» **Written request A**:
In the records, switch "greenhouse window" to "conservatory window" everywhere from the line containing "Provide the pixel coordinates of one point on the clay" down to the last line of the records, changing nothing else. Return only those lines.

» **Excerpt provided**:
Toy boat collection
MODELS Toy boats from Steve Castelli’s collection are on display at the Healdsburg Museum through Jan. 19, 2025, along with a working model train set.

The newest exhibition at the Healdsburg Museum sticks to the tried-and-true formula: What once was commonplace is now historic, worthy of an exhibition.

Case in point: The vehicle collection of Steve Castelli, “who from an early age found worth in old things and loved the hunt to find them,” according to Holly Hoods’ exhibit notes from the Healdsburg Museum and Historical Society.

Castelli, a model car enthusiast and drag racer, passed away at the age of 83 last year. His collection was legendary, and with the assistance of his daughter, Tina Castelli, the museum assembled and mounted these mechanical wonders. As Hoods said, they “mounted this tribute not only to Steve, but to forward motion itself.”

» **Written request B**:
Write out the article about the toy boat collection word for word, everything from "Case in point: The" down to "and Historical Society.".

» **Supplied data**:
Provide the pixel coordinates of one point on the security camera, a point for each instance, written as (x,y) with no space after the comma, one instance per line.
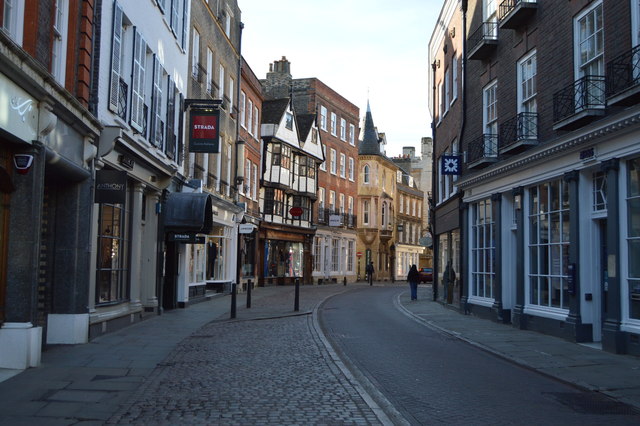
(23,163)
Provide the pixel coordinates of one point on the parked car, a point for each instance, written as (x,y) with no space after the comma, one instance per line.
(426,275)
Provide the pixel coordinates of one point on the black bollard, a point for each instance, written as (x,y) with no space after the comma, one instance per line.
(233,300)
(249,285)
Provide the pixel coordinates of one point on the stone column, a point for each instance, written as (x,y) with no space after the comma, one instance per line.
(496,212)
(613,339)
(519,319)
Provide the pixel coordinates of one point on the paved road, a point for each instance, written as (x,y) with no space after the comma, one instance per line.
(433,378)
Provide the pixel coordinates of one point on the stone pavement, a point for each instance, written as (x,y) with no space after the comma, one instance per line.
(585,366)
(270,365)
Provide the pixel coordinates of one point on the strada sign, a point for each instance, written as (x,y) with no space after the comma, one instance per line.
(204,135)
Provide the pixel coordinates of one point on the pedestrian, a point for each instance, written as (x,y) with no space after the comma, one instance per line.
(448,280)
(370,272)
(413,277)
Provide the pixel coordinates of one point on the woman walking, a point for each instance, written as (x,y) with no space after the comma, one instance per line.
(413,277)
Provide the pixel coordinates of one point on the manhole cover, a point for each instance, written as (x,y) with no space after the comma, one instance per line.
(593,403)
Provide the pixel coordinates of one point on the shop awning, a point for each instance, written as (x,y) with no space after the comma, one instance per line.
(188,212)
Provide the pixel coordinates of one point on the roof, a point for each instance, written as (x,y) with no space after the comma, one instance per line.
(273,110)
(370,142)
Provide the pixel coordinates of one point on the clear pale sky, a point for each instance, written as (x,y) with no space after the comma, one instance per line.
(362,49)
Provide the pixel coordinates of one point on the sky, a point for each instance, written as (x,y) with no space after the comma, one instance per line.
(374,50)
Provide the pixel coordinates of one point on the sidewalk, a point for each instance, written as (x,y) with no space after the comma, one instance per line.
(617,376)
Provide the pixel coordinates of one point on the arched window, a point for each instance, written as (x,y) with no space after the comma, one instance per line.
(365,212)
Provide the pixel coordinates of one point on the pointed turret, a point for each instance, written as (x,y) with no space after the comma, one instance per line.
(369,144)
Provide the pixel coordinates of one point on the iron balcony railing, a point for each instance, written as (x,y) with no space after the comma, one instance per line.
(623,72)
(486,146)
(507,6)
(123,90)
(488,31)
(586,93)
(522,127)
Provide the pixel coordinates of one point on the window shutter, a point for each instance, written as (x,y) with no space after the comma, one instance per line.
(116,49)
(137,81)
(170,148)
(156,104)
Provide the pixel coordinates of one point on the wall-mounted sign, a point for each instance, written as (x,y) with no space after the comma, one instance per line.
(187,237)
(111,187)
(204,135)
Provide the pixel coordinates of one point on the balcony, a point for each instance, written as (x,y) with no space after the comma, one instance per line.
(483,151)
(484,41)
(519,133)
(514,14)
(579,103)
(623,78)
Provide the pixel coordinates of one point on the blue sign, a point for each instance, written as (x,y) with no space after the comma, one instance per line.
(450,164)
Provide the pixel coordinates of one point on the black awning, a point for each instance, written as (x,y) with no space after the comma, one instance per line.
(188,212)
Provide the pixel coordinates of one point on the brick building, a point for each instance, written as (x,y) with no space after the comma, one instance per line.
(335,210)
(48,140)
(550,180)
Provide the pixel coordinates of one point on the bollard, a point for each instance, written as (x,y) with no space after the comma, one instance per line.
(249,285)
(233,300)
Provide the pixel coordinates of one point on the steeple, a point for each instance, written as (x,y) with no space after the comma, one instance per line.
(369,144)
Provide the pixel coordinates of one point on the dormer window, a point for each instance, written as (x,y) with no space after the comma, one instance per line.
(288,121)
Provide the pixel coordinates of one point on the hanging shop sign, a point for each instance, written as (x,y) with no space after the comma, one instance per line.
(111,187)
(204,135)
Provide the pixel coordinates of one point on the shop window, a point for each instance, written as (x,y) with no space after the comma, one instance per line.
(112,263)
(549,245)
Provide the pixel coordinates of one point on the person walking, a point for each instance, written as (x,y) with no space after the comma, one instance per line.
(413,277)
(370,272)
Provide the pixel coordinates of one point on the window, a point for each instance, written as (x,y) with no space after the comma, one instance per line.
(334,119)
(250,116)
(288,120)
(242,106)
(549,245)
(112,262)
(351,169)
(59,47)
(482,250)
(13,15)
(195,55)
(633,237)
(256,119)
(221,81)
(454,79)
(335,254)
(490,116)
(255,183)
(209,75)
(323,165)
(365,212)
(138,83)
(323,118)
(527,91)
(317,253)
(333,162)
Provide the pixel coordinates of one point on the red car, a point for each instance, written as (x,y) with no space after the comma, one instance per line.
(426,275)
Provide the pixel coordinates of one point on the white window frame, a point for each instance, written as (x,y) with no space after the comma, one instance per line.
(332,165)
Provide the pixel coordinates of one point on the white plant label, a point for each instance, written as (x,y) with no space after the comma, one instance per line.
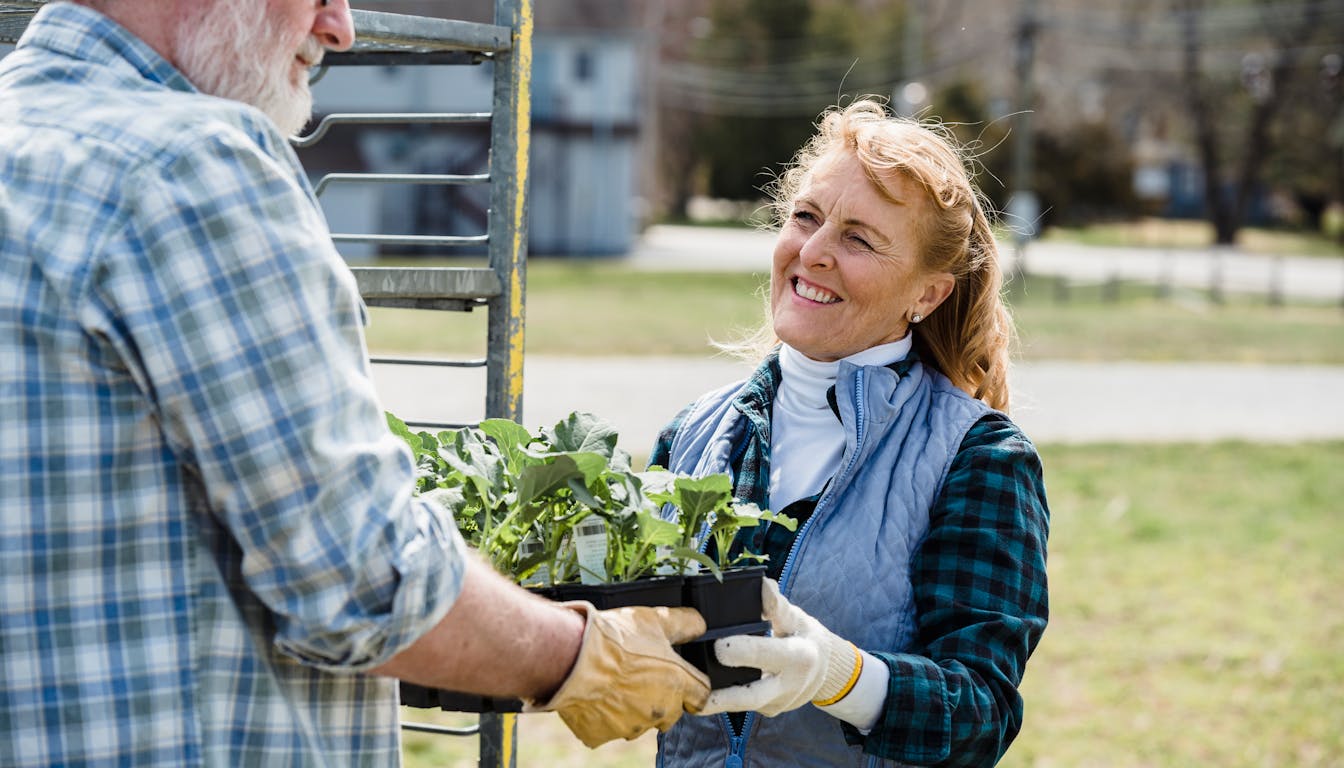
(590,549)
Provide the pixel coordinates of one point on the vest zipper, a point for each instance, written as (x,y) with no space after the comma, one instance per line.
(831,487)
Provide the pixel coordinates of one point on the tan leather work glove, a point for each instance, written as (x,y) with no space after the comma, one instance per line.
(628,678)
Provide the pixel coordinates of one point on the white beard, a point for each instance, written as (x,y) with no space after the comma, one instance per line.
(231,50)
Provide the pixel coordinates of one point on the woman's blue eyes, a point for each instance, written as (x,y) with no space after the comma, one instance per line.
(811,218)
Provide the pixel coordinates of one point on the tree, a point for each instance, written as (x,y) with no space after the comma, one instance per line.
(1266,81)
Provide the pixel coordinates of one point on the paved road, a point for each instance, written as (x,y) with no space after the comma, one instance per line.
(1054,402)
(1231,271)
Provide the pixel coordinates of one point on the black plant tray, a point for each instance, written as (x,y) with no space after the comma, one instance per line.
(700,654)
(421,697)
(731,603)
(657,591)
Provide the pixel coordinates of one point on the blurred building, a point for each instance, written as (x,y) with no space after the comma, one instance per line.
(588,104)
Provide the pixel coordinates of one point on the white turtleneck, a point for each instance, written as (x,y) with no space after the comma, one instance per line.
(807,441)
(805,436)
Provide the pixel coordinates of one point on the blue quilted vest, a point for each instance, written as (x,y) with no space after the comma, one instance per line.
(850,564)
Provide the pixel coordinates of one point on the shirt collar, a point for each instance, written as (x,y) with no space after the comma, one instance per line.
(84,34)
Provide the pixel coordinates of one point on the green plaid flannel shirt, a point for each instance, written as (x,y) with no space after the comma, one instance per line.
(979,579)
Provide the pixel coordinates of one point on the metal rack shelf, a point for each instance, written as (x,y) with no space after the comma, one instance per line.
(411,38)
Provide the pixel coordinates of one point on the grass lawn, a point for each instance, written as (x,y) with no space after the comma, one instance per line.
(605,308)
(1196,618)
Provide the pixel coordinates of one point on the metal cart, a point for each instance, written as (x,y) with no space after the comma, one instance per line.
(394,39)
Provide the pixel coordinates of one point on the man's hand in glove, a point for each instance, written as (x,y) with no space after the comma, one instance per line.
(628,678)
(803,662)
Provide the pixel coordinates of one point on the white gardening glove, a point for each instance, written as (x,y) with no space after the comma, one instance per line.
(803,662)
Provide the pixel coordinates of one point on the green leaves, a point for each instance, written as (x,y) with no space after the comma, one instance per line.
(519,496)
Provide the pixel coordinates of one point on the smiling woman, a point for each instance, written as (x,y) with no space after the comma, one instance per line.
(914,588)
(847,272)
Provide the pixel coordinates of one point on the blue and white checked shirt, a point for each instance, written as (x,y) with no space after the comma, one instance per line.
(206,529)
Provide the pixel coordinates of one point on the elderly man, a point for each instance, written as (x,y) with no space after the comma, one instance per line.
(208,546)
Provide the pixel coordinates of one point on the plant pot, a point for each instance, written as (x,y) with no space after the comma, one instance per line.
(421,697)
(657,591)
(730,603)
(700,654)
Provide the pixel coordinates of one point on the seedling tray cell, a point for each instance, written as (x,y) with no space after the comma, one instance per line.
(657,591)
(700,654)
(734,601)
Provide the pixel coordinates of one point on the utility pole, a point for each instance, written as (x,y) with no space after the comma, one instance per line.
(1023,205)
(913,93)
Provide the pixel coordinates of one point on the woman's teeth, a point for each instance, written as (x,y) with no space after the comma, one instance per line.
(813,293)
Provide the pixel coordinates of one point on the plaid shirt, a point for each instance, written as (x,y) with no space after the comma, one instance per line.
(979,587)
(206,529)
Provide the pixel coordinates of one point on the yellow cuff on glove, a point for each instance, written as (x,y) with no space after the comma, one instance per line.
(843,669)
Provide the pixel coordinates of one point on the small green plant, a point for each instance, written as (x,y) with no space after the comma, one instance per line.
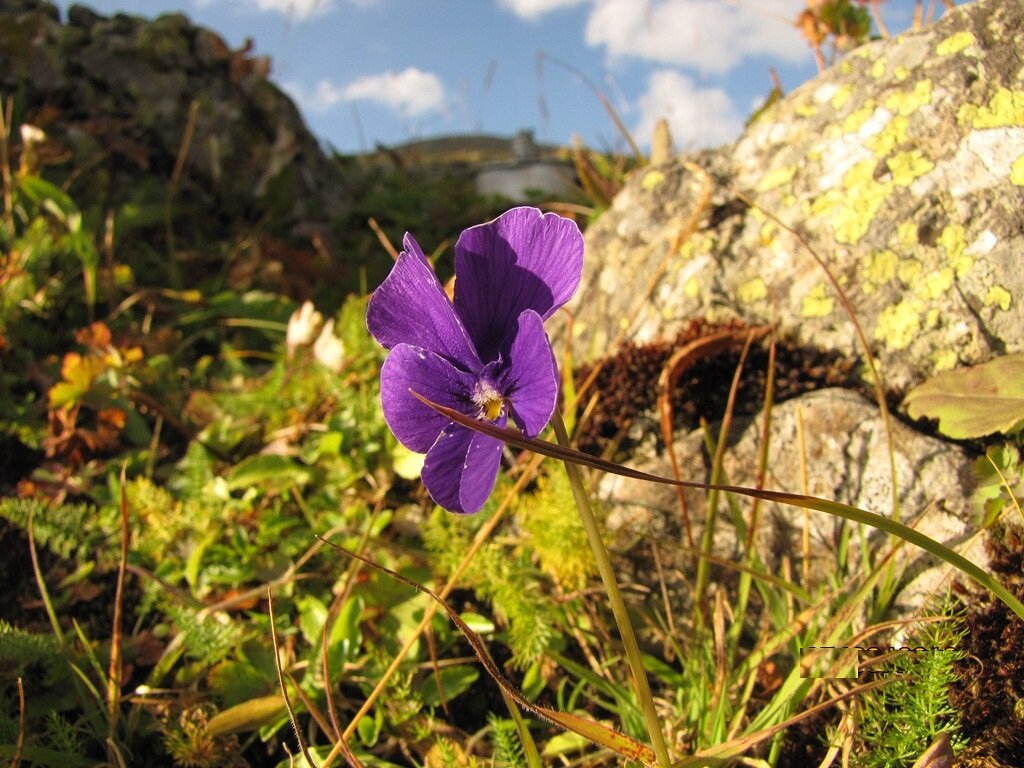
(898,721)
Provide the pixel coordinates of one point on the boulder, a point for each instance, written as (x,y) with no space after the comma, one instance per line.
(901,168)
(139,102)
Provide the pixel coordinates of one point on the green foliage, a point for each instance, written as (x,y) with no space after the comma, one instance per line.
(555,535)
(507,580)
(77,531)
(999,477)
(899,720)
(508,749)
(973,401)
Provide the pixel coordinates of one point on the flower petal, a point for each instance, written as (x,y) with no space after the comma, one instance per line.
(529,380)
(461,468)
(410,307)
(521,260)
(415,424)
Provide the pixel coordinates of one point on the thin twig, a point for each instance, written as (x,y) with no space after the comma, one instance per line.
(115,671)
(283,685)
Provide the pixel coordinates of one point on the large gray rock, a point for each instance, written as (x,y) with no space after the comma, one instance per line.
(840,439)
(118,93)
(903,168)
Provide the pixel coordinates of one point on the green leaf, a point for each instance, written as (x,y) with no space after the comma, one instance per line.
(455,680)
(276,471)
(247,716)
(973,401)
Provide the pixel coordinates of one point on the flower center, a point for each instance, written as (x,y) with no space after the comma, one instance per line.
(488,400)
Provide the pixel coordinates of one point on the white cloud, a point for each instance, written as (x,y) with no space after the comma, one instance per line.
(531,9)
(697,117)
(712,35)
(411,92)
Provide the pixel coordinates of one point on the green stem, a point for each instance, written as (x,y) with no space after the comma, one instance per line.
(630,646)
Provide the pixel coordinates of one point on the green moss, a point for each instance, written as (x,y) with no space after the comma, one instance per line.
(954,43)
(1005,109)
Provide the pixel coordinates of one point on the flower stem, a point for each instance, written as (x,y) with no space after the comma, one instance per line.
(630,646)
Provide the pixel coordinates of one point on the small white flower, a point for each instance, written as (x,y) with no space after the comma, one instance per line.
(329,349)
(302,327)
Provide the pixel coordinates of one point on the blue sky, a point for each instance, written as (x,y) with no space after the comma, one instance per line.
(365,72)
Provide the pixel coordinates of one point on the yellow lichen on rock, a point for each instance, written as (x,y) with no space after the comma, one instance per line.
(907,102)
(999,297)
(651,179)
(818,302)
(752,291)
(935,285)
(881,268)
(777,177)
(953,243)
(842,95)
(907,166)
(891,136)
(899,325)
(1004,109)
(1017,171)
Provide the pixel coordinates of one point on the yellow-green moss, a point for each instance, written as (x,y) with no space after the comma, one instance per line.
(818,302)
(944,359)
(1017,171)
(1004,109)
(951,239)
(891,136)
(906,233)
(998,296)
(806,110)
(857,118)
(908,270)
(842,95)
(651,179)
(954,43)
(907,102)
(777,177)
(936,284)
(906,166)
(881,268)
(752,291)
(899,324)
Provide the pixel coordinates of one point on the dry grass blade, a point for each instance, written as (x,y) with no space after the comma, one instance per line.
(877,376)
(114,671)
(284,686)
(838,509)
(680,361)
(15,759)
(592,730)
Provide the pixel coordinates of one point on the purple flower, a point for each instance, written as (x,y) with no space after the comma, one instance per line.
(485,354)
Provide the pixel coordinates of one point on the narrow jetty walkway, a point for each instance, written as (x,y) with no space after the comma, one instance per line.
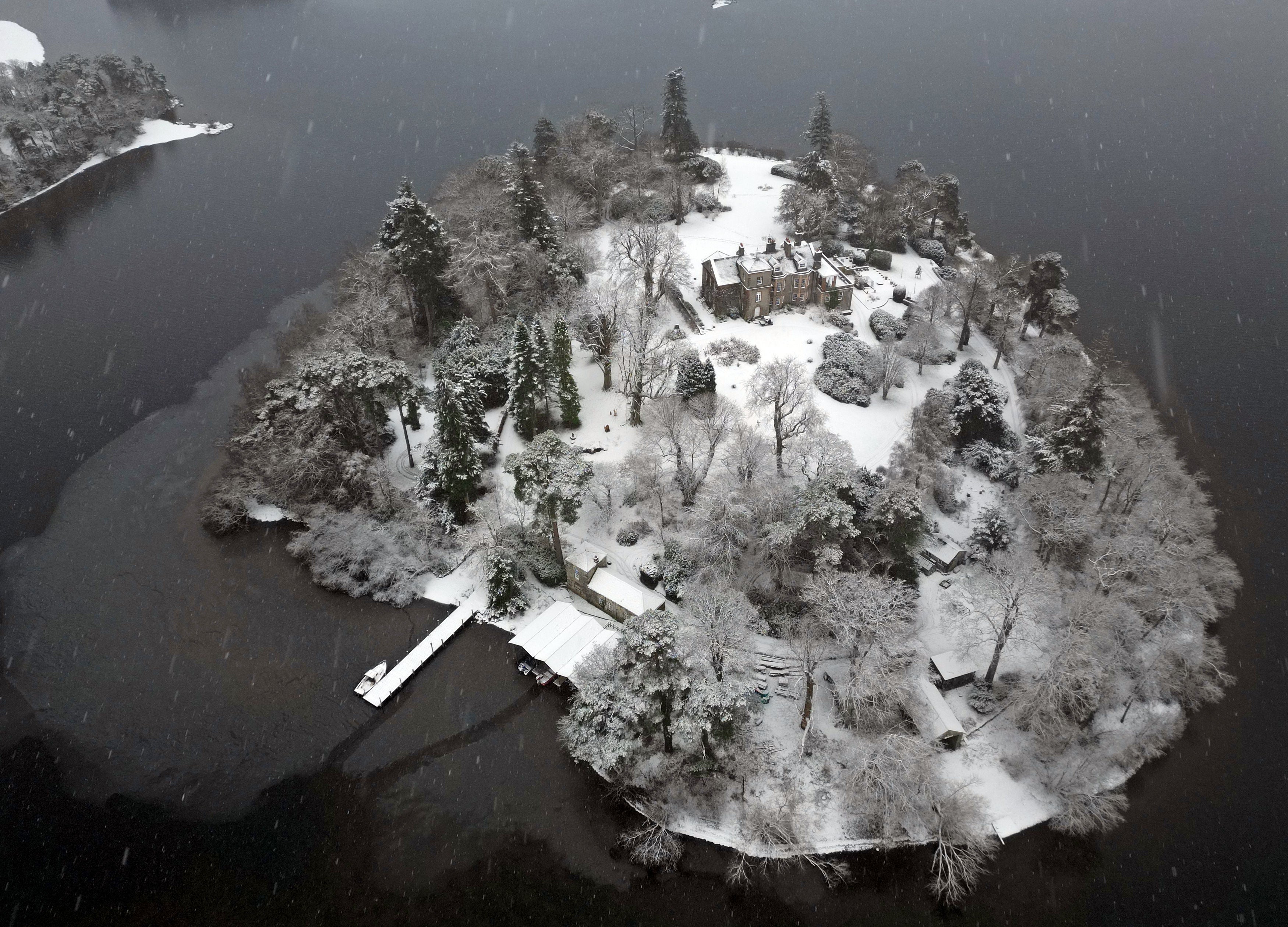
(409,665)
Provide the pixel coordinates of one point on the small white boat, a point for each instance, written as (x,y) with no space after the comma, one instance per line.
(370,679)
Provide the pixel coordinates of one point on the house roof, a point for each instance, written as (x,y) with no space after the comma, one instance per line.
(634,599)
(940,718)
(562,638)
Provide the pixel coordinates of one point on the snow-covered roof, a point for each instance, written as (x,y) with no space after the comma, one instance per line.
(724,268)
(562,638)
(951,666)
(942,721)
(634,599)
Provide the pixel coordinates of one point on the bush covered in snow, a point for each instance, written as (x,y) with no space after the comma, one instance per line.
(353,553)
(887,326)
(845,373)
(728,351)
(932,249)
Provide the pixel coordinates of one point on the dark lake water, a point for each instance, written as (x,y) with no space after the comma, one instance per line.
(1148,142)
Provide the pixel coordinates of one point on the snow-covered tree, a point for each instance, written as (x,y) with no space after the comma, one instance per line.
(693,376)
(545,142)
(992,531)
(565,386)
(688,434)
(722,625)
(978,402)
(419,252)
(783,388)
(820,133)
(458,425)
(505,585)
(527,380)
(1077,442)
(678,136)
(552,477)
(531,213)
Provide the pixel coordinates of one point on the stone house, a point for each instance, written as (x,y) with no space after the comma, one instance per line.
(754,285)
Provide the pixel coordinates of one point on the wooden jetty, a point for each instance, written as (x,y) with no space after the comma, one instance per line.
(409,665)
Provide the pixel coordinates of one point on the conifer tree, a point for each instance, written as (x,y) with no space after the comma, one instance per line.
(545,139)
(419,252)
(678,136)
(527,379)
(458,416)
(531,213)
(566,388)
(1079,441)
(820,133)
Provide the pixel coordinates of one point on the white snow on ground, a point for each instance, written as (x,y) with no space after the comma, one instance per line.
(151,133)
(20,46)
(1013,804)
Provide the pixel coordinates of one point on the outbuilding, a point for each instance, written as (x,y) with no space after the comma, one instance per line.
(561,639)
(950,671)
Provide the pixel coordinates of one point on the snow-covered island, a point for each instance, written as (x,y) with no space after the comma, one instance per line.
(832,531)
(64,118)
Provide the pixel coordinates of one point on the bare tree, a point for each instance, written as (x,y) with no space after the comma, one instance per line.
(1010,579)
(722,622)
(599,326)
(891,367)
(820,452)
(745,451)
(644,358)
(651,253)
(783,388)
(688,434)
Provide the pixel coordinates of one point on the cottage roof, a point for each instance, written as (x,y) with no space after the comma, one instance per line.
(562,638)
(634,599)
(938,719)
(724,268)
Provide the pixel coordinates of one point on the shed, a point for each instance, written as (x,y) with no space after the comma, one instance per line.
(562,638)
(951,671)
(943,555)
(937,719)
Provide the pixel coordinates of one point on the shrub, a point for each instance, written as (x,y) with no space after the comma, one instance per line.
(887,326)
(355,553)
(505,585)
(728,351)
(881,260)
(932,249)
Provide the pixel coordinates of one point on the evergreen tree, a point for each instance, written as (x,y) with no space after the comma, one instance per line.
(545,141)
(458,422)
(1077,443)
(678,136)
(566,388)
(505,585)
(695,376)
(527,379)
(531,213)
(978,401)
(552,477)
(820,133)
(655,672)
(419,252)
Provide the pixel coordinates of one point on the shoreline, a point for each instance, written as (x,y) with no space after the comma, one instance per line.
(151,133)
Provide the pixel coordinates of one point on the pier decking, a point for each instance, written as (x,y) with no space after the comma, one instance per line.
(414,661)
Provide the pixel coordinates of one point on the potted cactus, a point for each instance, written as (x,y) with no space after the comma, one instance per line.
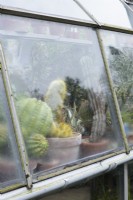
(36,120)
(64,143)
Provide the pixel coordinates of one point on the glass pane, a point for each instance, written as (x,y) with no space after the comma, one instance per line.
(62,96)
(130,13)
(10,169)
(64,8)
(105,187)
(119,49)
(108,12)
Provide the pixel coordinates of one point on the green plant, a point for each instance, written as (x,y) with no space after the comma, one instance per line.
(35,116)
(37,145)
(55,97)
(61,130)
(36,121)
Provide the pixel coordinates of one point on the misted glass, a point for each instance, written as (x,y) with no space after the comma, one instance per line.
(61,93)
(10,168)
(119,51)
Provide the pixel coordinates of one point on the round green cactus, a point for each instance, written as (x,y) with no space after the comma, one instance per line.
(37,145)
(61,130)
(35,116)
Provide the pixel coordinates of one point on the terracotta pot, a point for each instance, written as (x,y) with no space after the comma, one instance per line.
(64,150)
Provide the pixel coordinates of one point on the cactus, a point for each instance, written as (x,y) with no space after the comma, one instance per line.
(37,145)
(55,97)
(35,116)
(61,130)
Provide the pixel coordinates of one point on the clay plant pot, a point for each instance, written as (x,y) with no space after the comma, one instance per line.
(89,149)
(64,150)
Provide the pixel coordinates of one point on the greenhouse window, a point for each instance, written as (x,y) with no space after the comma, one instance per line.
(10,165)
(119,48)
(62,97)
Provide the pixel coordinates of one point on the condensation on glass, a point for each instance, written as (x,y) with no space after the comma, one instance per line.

» **Task response A**:
Provide the pixel coordinates of one point on the clay plant pot, a point for each instance, written as (x,y) with no space after the comma, one instance per line.
(89,149)
(64,150)
Provide the pixel coordinates of one point on the conservatory window, a point for each instance, written as (x,y) with no space after the comma, one instance per line.
(10,165)
(119,48)
(62,97)
Provide the pixel coordinates of one point on the condensation on glass, a point for each instance, written as (x,y) with no space after the comma, one instance per line.

» **Task response B**:
Case in point: The vehicle collection of Steve Castelli, “who from an early age found worth in old things and loved the hunt to find them,” according to Holly Hoods’ exhibit notes from the Healdsburg Museum and Historical Society.